Texto extraído:
###

La elección de Pedro Sánchez como presidente del gobierno ha desvelado una de las grandes mentiras de nuestro sistema político; quizá la mayor de todas ellas. Entre la extrañeza y la decepción, no son pocos los que dicen en alto que a este presidente del gobierno no le han votado.

En su discurso de despedida como presidente del partido, Mariano Rajoy dijo que en dos ocasiones los españoles habían rechazado a Pedro Sánchez como jefe del gobierno. Con estas palabras, restaba legitimidad a su sucesor cuando acaba de iniciar su anhelada e improbable presidencia.

Y, sin embargo, no puede caber un ápice de legalidad de la presidencia de Pedro Sánchez, e incluso de legitimidad. Las reglas son así. A los presidentes del gobierno no los eligen los españoles. Éstos votan a los miembros del Parlamento y es la Cámara Baja la que elige al presidente, del que cuelga una riada de nombramientos, de los ministros abajo, que conducirán con sus indicaciones la dirección política del Estado.

Si nuestro sistema político es así, si hemos pasado ya por 13 elecciones generales y siete presidentes del gobierno, ¿cómo puede haber gente que se sienta defraudada, extrañada incluso? Porque una cosa es cómo funciona mecánicamente el sistema y otra cuál es su funcionamiento real.

La teoría es que los ciudadanos elegimos el Parlamento y éste al presidente. Pero la realidad es que los ciudadanos no tenemos apenas capacidad de decisión. Nuestro único poder es el de elegir dónde se cortan las listas elaboradas por los líderes políticos. La verdad es que, incluso en las circunscripciones en las que sólo se eligen cuatro o cinco diputados, los electores votan por la lista del candidato, que es el líder del partido. Luego los votantes no votan a los parlamentarios que luego van a elegir al presidente, sino directamente al líder del partido.

De modo que el nuestro es en realidad un sistema mixto. La designación de la dirección política responde al parlamento, pero funciona casi como un sistema presidencialista. Y el resultado es que lo que refleja la Cámara es el resultado de la competencia entre listas electorales, cortadas según la aplicación de la ley D’Hont en las circunscripciones provinciales.

Puede parecer una distinción sin importancia, pero no lo es. Porque este sistema mixto es lo que fomenta y asienta la partitocracia que en España llamamos democracia, quizá porque nunca hemos conocido un sistema plenamente democrático, quizá porque es lo que tenemos y nos vemos obligados a decirnos a nosotros mismos que España es una democracia.

Puesto que lo importante, lo relevante desde el punto de vista político es la lista. Y las listas las elige el candidato desde el partido. Luego son los partidos políticos los que dirigen la política en España, y nosotros, los ciudadanos, sólo podemos repartir su cuota de poder elección tras elección. El poder reside en los partidos, y por eso tiene tantísima importancia la corrupción asociada a su financiación. El dinero sabe a quién tiene que comprar, y desde luego no es a un diputado que no es más que un lorito de los mensajes del partido en el atril, y que en la comodidad de su escaño no es más que un sumando en las votaciones. No. El poder real está en los partidos, y a ellos se dirigen los fondos de quienes esperan de él tal o cual prebenda.

###

Material aportado:
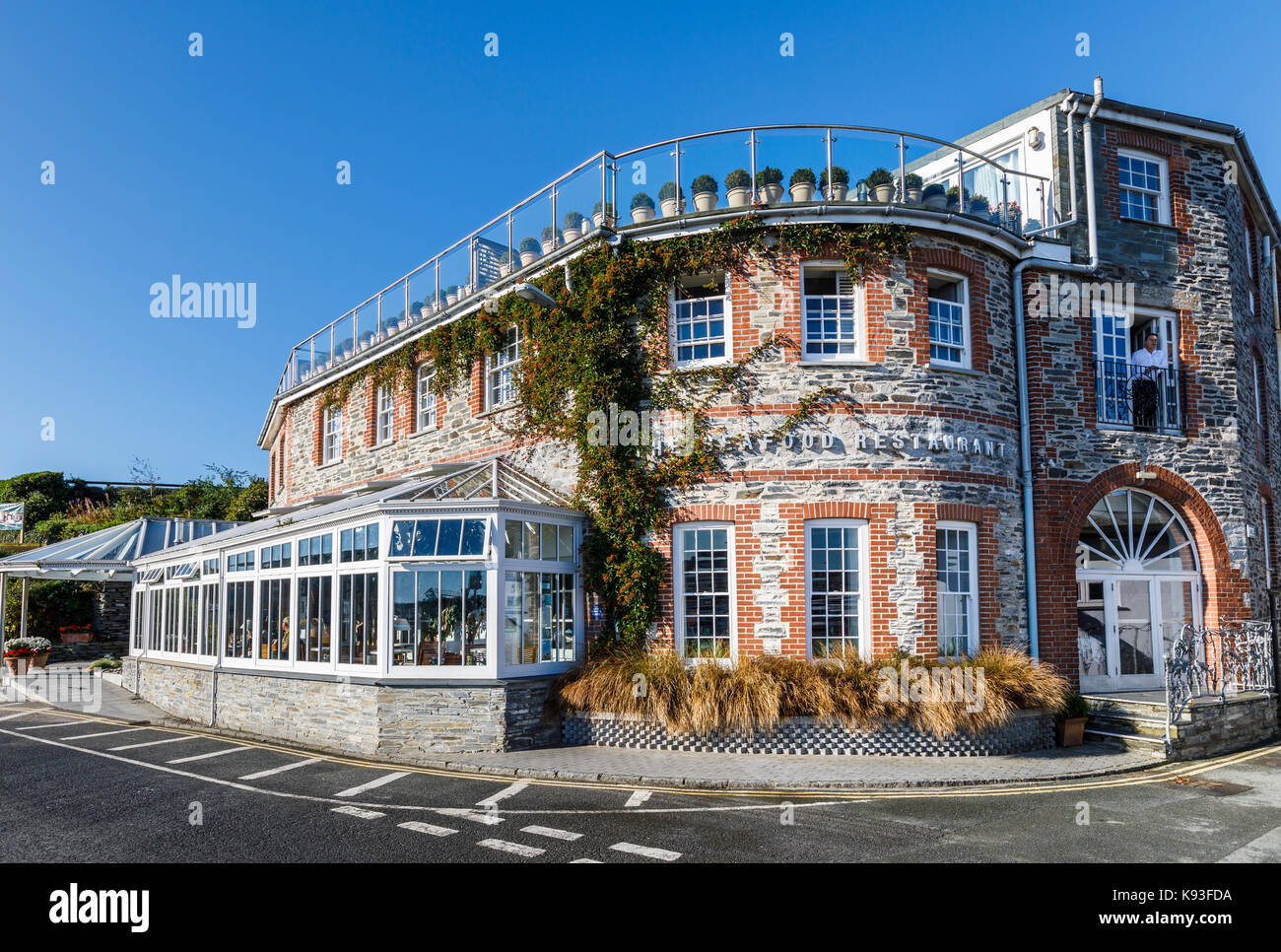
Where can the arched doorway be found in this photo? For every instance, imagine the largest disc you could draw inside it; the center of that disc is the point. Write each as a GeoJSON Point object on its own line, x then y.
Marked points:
{"type": "Point", "coordinates": [1138, 583]}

###

Tareas escritas:
1 - Según el texto sobre el sistema político español, ¿cuántas elecciones generales y cuántos presidentes del gobierno ha habido?
2 - Reproduce del texto sobre el sistema político español todo lo que va desde "Y, sin embargo, no" hasta "política del Estado.".

Respuestas por tarea:
1 - Trece elecciones generales y siete presidentes del gobierno.

2 -
Y, sin embargo, no puede caber un ápice de legalidad de la presidencia de Pedro Sánchez, e incluso de legitimidad. Las reglas son así. A los presidentes del gobierno no los eligen los españoles. Éstos votan a los miembros del Parlamento y es la Cámara Baja la que elige al presidente, del que cuelga una riada de nombramientos, de los ministros abajo, que conducirán con sus indicaciones la dirección política del Estado.